(Natural-language object grounding data)
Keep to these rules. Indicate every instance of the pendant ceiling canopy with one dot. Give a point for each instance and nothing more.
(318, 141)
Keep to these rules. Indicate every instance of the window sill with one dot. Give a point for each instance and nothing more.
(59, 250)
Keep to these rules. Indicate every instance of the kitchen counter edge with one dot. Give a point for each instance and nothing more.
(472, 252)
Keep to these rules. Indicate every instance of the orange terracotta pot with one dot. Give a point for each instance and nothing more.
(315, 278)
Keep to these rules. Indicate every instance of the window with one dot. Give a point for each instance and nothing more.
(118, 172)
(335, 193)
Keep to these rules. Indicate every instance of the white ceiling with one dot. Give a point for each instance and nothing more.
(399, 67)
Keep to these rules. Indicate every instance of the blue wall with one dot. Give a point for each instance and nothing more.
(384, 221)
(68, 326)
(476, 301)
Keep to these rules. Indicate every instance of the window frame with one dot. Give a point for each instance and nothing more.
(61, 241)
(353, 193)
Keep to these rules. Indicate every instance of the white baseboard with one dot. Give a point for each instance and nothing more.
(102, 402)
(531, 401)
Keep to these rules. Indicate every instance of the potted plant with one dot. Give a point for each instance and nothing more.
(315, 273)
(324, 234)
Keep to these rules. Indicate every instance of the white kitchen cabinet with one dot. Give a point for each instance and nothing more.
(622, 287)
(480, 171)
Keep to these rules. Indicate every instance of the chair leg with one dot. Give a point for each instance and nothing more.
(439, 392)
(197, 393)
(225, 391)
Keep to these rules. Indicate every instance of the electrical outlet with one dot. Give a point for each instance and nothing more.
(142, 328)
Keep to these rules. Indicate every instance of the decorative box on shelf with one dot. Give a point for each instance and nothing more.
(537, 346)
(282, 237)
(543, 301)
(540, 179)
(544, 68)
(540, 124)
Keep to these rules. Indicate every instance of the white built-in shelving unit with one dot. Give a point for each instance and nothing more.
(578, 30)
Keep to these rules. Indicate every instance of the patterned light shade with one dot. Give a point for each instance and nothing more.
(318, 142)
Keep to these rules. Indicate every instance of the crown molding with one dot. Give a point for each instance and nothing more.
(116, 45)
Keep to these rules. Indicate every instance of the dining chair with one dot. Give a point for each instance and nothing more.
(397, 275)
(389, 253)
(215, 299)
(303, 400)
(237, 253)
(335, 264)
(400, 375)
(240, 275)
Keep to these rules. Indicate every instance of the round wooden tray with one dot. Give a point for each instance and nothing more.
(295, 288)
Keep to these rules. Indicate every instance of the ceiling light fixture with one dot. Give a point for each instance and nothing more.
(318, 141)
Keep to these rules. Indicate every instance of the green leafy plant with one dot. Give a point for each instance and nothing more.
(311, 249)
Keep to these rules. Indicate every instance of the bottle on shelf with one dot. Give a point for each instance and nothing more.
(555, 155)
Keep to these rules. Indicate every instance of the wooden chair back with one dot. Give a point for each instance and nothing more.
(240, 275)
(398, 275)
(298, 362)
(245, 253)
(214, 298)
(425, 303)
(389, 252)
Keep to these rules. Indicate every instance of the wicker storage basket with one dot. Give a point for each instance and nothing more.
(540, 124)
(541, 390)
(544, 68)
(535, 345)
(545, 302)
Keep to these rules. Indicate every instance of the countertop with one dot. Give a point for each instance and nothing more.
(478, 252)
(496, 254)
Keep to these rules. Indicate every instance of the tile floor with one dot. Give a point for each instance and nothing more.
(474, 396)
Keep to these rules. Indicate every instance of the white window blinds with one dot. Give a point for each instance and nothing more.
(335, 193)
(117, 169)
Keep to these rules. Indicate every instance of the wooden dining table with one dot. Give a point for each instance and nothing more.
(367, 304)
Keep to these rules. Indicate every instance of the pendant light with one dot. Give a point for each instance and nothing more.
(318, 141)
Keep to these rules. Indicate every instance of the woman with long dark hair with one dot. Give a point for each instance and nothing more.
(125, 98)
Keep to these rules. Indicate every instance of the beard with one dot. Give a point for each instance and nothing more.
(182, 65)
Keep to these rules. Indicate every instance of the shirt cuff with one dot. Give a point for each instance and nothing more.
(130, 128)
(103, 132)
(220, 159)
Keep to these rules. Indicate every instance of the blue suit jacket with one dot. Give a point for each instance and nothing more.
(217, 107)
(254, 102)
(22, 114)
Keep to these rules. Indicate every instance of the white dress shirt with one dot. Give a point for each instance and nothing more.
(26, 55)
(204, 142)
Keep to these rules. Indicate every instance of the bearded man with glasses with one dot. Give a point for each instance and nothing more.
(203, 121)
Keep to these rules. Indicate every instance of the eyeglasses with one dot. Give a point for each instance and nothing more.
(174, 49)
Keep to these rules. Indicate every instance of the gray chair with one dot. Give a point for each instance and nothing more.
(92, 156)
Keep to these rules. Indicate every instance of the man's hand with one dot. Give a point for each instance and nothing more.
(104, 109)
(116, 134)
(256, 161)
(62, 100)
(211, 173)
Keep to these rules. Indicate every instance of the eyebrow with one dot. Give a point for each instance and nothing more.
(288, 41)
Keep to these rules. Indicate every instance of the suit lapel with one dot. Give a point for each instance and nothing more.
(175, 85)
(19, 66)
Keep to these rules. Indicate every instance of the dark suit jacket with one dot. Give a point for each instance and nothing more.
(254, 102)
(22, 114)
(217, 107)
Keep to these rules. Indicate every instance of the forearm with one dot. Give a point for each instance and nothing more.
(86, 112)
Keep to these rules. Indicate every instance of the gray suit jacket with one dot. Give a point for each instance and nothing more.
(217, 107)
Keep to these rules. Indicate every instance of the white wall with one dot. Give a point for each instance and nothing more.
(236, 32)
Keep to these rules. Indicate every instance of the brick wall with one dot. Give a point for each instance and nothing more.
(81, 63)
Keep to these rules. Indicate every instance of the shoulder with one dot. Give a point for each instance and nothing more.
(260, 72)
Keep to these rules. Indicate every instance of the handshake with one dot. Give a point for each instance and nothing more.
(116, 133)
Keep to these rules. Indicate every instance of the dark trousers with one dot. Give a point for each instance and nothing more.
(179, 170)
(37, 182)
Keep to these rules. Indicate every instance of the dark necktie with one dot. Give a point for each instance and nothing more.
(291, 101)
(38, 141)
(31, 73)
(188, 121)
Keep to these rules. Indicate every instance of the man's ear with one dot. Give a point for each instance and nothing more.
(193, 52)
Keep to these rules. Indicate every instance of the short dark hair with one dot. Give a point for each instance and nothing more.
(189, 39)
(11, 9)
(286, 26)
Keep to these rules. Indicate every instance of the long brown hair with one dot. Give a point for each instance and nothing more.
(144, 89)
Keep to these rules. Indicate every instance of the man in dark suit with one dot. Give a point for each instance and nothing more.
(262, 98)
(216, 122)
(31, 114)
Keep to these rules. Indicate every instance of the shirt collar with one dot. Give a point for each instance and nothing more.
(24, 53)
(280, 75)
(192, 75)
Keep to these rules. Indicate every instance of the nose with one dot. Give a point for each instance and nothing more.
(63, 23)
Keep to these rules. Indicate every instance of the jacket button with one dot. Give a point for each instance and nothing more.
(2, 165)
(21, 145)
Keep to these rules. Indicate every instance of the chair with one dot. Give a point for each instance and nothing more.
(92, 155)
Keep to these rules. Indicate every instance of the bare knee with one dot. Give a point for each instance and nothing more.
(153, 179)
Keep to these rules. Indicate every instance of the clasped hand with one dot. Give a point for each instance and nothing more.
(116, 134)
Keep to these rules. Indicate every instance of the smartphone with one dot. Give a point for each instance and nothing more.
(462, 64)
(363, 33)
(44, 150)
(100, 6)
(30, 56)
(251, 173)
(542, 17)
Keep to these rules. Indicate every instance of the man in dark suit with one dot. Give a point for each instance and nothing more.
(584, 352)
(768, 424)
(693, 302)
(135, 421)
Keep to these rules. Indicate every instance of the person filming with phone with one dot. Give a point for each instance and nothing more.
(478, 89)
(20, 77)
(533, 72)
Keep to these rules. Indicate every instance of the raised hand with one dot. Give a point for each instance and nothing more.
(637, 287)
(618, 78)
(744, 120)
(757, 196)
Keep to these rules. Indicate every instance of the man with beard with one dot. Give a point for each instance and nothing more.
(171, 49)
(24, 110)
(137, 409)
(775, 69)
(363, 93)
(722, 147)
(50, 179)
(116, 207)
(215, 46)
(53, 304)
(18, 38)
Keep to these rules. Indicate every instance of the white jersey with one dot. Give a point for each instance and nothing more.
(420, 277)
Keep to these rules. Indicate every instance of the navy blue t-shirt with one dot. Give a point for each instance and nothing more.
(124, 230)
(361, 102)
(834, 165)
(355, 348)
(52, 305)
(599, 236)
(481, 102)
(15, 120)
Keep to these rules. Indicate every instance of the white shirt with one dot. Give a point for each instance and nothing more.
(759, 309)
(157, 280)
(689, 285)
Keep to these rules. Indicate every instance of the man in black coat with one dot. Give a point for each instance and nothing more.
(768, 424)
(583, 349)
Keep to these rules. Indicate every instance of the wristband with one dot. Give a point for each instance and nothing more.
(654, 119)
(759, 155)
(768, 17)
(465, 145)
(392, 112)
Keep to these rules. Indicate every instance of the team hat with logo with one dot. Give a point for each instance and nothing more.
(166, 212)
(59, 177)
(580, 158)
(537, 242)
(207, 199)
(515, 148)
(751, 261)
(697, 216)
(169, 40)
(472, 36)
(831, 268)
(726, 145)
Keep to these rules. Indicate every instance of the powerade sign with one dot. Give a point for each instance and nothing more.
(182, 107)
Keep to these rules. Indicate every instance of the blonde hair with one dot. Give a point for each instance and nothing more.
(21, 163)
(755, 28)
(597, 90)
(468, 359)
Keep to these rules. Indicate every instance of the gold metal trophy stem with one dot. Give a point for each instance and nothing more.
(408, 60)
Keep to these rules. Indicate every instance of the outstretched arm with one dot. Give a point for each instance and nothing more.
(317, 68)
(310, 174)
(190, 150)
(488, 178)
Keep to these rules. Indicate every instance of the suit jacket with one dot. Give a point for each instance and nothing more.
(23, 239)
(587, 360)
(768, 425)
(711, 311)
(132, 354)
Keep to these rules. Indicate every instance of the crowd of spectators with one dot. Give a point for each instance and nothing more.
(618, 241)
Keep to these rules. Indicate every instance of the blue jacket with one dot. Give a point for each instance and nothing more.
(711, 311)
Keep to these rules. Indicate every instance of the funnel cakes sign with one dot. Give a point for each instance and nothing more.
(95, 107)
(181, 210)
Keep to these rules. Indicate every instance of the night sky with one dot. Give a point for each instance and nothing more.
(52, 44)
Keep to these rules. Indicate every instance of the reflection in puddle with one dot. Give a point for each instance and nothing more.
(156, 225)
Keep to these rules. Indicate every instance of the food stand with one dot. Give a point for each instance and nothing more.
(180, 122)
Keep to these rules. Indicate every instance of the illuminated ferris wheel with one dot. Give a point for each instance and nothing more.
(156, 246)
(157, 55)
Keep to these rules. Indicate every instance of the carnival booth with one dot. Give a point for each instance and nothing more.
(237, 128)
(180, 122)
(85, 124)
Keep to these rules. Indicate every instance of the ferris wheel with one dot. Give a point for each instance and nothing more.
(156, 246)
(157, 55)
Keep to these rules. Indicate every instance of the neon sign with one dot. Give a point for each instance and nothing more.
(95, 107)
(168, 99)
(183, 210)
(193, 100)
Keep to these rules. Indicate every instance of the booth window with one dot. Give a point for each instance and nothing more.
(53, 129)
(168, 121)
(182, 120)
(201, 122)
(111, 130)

» **What to produce**
Nothing but the lines from the one with "Keep to these rules. Indicate every instance of the funnel" through the end of the data above should be reproduced, each exactly, both ends included.

» **Finished exercise**
Keep to these rules. Indicate every instance of the funnel cakes sign with one dot. Give a point for each instance and nothing more.
(95, 107)
(181, 210)
Keep to these rules. Indicate every instance of the night sky with one dot. Give a point for each instance and nothing more.
(52, 44)
Keep to these rules. Indicate every instance of the reflection in puddle with one dot. Give a point for each instance and nothing more.
(156, 225)
Keep to these rules. Indicate every instance of the food stand with one dot. Give a point for each instance and nothing more.
(180, 122)
Keep to these rules. Indicate every instance of the illuminated ferris wheel with one dot. Give a point for each instance and nothing more.
(156, 246)
(157, 55)
Keep to these rules. Indicate every instance of the carnival booth with one dot. Give a point for each instance and nothing more.
(237, 128)
(180, 122)
(85, 124)
Keep to these rules. Indicate every instance of the ferris wheel with one dot. Give a point for each instance and nothing more.
(156, 246)
(157, 55)
Keep to these rules. Indicate every instance of the neon sign with one dot. Give a point for each instance and nothing more.
(95, 107)
(168, 99)
(183, 210)
(193, 100)
Keep to these rules. Indicate every instance of the booth window with one dot. Give a point for each instance and nothing more.
(53, 129)
(168, 121)
(182, 120)
(201, 122)
(111, 130)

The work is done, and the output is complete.